* _Given exercise_: Express each line of the listing below as a string in a JSON list, one string per line, with blank lines omitted.

* _Records provided_:
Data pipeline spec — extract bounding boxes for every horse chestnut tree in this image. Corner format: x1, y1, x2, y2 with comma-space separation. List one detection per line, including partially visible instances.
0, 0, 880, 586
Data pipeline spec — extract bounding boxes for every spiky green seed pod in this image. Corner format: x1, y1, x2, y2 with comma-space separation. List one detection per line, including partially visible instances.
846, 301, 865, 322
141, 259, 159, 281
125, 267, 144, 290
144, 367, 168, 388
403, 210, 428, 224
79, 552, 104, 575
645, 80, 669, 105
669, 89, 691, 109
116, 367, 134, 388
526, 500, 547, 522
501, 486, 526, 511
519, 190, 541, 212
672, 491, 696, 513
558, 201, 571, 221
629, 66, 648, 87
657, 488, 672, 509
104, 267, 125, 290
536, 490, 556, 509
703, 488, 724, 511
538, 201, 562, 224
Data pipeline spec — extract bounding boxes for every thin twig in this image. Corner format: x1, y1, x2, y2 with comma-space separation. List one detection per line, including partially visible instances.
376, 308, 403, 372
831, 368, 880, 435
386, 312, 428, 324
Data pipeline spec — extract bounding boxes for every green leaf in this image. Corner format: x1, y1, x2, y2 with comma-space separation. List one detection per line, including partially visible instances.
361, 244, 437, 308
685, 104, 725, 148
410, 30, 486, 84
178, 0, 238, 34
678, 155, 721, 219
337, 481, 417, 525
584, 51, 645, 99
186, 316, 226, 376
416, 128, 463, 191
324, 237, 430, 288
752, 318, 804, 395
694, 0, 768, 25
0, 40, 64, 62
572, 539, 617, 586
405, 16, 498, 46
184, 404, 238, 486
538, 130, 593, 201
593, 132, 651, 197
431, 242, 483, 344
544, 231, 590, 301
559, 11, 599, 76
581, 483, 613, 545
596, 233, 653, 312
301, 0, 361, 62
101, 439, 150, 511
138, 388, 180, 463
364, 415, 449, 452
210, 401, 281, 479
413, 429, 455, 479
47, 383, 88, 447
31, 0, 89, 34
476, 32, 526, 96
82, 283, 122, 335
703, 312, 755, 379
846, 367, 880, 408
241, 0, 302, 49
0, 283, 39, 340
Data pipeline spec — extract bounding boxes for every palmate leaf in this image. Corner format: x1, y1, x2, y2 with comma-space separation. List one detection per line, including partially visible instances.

* _Exercise solution_:
[
  "Data pipeline spec — extract bounding boxes for every horse chestnut tree in this image. Corner format: x1, y1, x2, y2 with comma-space separation. List one detection per line, including partially visible instances.",
  "0, 0, 880, 586",
  "Data pipeline spec — extract bounding boxes for every spiky green seed pod in this image. Corner format: x1, y1, x2, y2 with comma-space separation. List one detection per line, including partially visible instances.",
  "846, 301, 865, 322",
  "141, 259, 159, 281",
  "125, 267, 144, 290",
  "144, 367, 168, 388",
  "403, 210, 428, 224",
  "79, 552, 104, 575",
  "645, 80, 669, 105",
  "669, 89, 691, 109",
  "116, 367, 134, 388",
  "526, 500, 547, 522",
  "501, 486, 526, 511",
  "519, 190, 541, 212",
  "672, 491, 696, 513",
  "558, 201, 571, 221",
  "629, 66, 648, 87",
  "657, 488, 672, 509",
  "104, 267, 125, 290",
  "536, 490, 556, 509",
  "703, 488, 724, 511",
  "538, 201, 562, 224",
  "Data pipeline spec — extract bounding boxes for every thin twig in this image. Corner format: x1, y1, x2, y2 with comma-space separation. List one detection per line, including partially visible instances.",
  "376, 308, 403, 372",
  "831, 368, 880, 435",
  "386, 312, 428, 324",
  "Data pipeline spec — extract bounding boxes for every green leaf in this image. Corner format: x1, y1, x2, y2 with comma-space separation. List one detection per line, including partially visible instances.",
  "361, 244, 437, 308",
  "685, 104, 725, 148",
  "410, 30, 486, 84",
  "178, 0, 238, 34",
  "678, 155, 721, 219",
  "337, 481, 417, 525",
  "584, 51, 645, 99",
  "186, 316, 226, 376",
  "416, 128, 463, 191",
  "324, 237, 430, 288",
  "752, 318, 804, 395",
  "694, 0, 768, 25",
  "0, 40, 64, 62",
  "572, 539, 617, 586",
  "405, 16, 498, 46",
  "184, 404, 238, 486",
  "538, 130, 593, 201",
  "593, 132, 651, 197",
  "431, 242, 483, 344",
  "544, 231, 590, 301",
  "559, 11, 599, 76",
  "581, 483, 613, 545",
  "596, 233, 653, 312",
  "301, 0, 361, 62",
  "101, 439, 150, 511",
  "138, 388, 180, 463",
  "364, 415, 449, 452",
  "210, 401, 281, 479",
  "413, 429, 455, 479",
  "47, 383, 88, 447",
  "31, 0, 89, 34",
  "476, 32, 526, 96",
  "82, 283, 122, 335",
  "703, 312, 755, 379",
  "846, 367, 880, 408",
  "241, 0, 302, 49",
  "0, 283, 39, 340",
  "Data pipeline spec — extract bounding boxes for every palmate leaf in this image. Corner format: x1, y1, x2, y2 with comma-space separation. List one detection per line, including partially visible instances."
]